* _Written instruction_:
Rewrite the records, starting at the beginning and ending at the line that contains "[27,72,73,94]", with "boundingBox" replaced by "detectBox" and everything else left unchanged. Leave the pictures out of your answer.

* _Material for this exercise_:

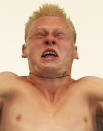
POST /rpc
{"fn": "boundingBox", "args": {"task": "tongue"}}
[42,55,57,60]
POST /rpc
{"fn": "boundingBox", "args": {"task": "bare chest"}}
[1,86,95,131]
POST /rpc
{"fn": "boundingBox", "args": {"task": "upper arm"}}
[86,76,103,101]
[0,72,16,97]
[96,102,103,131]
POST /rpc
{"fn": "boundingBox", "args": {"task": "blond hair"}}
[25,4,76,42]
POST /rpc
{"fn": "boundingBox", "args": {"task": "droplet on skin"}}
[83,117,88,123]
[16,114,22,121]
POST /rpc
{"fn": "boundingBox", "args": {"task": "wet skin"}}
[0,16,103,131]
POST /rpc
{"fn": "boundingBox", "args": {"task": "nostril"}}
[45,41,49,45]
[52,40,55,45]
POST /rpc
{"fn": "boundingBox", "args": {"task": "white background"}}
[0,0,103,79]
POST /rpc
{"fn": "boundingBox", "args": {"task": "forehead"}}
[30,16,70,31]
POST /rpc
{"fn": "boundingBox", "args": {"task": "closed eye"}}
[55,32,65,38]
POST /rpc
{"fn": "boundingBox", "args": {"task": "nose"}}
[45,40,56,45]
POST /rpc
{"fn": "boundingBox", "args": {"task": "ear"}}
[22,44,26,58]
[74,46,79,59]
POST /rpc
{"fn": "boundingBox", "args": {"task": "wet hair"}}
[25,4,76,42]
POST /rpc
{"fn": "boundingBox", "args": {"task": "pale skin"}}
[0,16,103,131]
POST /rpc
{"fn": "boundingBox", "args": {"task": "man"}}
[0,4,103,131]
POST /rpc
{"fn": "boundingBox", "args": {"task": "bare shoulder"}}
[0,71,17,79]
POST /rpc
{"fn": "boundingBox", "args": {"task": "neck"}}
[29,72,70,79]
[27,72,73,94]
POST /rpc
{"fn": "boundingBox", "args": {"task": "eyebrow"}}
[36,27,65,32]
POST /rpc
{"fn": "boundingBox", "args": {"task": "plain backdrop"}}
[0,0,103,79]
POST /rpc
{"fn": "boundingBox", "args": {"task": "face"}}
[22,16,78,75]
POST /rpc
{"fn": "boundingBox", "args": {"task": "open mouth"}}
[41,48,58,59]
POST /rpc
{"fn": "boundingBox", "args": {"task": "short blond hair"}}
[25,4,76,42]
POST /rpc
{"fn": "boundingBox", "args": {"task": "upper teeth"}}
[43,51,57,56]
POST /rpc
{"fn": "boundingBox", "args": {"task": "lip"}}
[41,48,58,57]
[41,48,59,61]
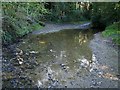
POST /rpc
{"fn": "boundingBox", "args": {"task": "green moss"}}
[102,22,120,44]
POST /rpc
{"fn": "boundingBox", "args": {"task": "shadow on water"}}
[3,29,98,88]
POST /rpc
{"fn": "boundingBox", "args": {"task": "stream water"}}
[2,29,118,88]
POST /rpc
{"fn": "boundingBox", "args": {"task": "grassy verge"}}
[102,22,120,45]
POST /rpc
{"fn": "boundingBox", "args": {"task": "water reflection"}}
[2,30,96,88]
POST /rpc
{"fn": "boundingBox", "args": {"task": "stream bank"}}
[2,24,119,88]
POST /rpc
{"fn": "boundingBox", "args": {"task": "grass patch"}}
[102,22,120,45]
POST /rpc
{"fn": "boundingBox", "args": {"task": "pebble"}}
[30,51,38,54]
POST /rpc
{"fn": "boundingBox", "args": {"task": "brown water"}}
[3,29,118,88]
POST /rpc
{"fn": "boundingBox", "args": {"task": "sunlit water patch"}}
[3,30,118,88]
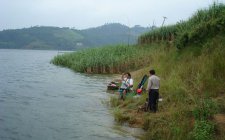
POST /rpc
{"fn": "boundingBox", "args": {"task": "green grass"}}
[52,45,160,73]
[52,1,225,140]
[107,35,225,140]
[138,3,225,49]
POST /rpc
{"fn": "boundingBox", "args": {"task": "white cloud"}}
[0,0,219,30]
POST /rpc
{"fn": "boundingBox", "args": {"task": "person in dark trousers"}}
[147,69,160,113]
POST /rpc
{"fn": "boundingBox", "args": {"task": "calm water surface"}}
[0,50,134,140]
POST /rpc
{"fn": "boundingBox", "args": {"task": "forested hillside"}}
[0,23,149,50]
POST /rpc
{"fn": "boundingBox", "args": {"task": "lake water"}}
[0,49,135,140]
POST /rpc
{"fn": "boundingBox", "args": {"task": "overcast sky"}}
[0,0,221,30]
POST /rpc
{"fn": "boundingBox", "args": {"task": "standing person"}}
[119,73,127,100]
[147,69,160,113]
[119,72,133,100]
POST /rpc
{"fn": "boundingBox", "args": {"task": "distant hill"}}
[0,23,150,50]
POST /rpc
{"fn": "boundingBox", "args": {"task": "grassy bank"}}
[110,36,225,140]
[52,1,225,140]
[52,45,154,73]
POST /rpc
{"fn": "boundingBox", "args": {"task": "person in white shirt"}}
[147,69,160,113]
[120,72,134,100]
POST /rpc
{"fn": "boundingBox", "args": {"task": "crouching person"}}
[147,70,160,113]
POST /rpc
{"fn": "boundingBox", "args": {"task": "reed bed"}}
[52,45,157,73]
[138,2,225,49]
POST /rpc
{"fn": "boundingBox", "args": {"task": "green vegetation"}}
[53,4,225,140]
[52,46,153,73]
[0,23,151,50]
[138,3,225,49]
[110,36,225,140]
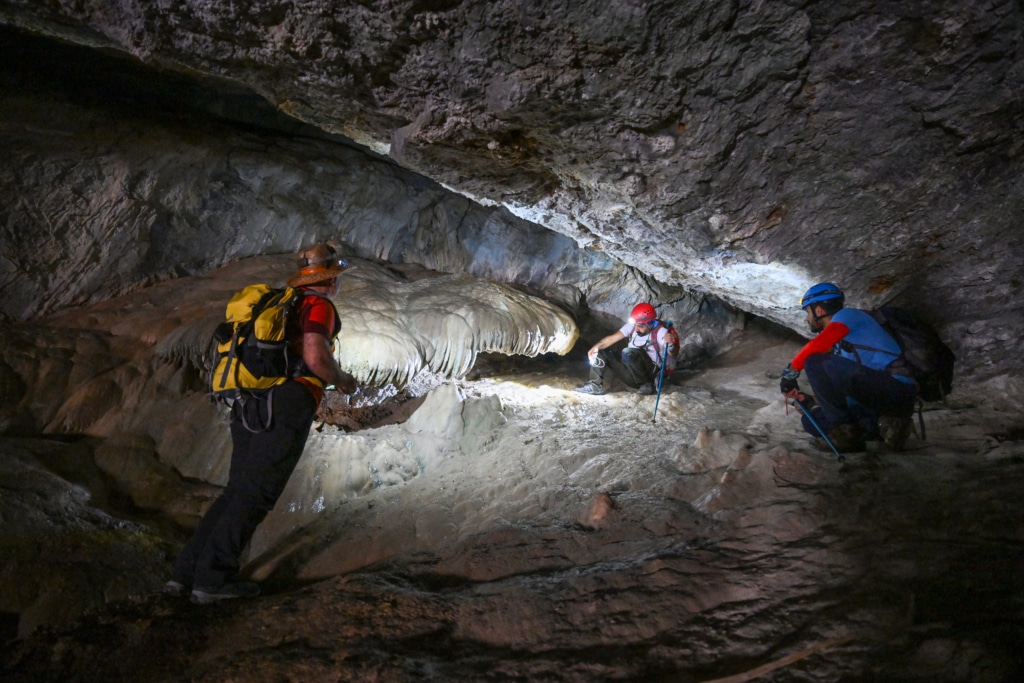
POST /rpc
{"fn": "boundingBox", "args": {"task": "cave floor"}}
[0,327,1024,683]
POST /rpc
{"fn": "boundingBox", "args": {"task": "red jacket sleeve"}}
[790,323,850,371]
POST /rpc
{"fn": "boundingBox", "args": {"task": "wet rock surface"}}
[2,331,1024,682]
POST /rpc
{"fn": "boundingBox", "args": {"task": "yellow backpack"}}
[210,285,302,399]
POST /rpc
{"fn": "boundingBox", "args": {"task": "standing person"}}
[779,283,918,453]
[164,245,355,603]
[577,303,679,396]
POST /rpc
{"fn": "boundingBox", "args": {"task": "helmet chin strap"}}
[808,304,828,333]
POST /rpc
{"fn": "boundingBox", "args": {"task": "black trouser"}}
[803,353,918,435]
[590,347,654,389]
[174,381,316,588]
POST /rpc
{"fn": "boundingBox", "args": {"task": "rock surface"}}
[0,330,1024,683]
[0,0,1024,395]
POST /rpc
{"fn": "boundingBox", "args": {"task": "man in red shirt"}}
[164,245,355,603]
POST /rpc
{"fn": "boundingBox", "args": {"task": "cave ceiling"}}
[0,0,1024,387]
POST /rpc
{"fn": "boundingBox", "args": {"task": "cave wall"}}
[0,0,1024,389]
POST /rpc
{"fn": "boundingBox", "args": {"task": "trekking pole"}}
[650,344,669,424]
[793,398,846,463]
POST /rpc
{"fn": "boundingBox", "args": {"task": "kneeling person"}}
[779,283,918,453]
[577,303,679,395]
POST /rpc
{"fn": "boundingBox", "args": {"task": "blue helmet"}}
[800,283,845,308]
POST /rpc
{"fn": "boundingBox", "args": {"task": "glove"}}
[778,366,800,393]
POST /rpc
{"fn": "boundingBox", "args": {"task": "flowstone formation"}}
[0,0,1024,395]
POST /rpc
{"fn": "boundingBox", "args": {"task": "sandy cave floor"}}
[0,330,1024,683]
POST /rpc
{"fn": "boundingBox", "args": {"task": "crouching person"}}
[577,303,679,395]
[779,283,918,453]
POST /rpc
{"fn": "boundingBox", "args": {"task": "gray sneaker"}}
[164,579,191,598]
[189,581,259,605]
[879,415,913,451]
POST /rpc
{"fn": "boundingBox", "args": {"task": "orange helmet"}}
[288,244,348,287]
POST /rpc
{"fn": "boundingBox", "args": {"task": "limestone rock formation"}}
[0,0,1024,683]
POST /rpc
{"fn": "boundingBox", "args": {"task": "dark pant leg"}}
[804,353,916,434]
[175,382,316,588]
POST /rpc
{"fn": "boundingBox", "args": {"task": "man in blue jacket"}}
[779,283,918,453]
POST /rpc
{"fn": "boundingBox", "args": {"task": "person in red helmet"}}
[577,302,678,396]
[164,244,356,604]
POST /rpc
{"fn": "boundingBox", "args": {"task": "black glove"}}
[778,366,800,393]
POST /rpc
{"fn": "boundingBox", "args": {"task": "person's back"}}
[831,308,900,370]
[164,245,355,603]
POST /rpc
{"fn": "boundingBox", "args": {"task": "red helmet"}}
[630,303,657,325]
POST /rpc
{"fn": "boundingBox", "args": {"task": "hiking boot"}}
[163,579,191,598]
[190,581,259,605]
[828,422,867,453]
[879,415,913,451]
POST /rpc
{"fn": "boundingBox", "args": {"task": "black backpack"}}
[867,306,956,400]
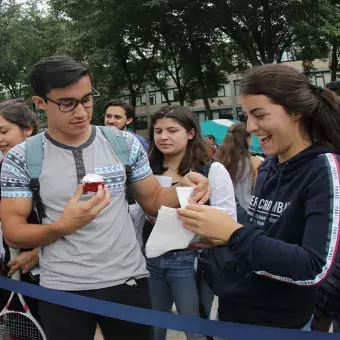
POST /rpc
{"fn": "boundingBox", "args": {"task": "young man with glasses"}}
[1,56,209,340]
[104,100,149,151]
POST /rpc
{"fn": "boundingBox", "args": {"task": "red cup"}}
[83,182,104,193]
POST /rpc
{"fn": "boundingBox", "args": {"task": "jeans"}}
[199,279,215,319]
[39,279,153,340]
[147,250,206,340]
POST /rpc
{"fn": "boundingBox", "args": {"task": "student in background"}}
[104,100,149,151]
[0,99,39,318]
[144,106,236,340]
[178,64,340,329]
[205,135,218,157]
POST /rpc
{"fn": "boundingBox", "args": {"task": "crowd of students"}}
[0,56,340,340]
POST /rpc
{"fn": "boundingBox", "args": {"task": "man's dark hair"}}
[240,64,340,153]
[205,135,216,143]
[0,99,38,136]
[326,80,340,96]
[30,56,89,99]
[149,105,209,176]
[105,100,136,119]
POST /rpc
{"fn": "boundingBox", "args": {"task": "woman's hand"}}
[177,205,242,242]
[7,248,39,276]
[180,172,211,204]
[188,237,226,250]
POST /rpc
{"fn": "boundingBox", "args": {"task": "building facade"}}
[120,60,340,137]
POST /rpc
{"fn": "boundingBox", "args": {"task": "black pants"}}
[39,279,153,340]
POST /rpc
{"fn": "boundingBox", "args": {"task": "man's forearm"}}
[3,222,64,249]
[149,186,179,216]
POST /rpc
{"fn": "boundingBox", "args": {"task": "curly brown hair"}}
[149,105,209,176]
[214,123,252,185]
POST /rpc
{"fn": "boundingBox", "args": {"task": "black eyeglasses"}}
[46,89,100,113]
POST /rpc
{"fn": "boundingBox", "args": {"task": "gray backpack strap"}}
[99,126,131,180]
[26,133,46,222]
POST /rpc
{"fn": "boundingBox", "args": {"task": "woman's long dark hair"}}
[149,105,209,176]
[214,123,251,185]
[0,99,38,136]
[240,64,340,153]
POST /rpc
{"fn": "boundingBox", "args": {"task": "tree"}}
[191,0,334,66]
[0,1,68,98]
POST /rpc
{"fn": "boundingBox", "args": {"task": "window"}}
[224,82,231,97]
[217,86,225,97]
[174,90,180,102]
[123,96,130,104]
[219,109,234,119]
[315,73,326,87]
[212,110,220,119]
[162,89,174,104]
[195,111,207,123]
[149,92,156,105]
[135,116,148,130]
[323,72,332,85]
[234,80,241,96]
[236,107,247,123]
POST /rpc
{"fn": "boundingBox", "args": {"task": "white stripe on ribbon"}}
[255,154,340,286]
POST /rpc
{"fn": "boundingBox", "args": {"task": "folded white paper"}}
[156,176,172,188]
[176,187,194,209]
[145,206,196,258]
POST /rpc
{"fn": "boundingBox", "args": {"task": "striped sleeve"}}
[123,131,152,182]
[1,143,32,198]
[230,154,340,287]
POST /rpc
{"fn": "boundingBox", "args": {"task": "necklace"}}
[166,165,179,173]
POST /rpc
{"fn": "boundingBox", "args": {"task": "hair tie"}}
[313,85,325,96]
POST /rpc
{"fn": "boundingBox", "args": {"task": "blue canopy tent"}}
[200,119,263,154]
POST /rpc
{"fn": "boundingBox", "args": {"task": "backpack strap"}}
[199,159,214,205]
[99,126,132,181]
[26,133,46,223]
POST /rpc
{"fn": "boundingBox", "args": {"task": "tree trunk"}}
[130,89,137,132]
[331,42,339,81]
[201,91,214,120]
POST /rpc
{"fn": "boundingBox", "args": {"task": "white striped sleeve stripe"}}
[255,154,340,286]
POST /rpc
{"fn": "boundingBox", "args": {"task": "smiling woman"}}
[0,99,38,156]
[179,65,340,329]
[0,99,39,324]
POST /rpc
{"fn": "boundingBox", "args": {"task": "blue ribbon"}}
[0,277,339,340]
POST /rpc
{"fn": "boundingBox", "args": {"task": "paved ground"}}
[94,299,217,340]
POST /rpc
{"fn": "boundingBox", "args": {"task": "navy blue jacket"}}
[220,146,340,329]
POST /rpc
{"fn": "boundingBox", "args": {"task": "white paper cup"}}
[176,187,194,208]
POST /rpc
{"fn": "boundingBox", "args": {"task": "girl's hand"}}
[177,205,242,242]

* _Reply to the task_:
POST /rpc
{"fn": "detectBox", "args": {"task": "tongue"}}
[42,55,57,60]
POST /rpc
{"fn": "detectBox", "args": {"task": "bare chest"}}
[1,86,95,131]
POST /rpc
{"fn": "detectBox", "args": {"task": "upper arm"}}
[86,76,103,101]
[0,72,16,97]
[96,102,103,131]
POST /rpc
{"fn": "detectBox", "args": {"task": "blond hair"}}
[25,4,76,42]
POST /rpc
{"fn": "detectBox", "args": {"task": "droplet on skin"}}
[83,117,88,123]
[16,114,22,121]
POST /rpc
{"fn": "detectBox", "args": {"task": "wet skin"}}
[0,16,103,131]
POST /rpc
{"fn": "detectBox", "args": {"task": "nostril"}}
[45,41,49,45]
[52,40,55,45]
POST /rpc
{"fn": "detectBox", "args": {"task": "white background"}}
[0,0,103,79]
POST /rpc
{"fn": "detectBox", "args": {"task": "forehead"}}
[30,16,70,31]
POST /rpc
{"fn": "detectBox", "args": {"task": "closed eye"}}
[55,32,65,38]
POST /rpc
{"fn": "detectBox", "args": {"task": "nose"}}
[45,40,56,45]
POST /rpc
{"fn": "detectBox", "args": {"task": "ear"}}
[22,44,26,58]
[74,46,79,59]
POST /rpc
{"fn": "detectBox", "args": {"task": "wet hair"}}
[25,4,76,42]
POST /rpc
{"fn": "detectBox", "args": {"task": "pale skin"}}
[0,16,103,131]
POST /rpc
{"fn": "detectBox", "args": {"task": "man"}}
[0,4,103,131]
POST /rpc
{"fn": "detectBox", "args": {"task": "bare shoulder"}}
[0,71,17,79]
POST /rpc
{"fn": "detectBox", "args": {"task": "neck"}}
[29,72,70,79]
[27,72,73,94]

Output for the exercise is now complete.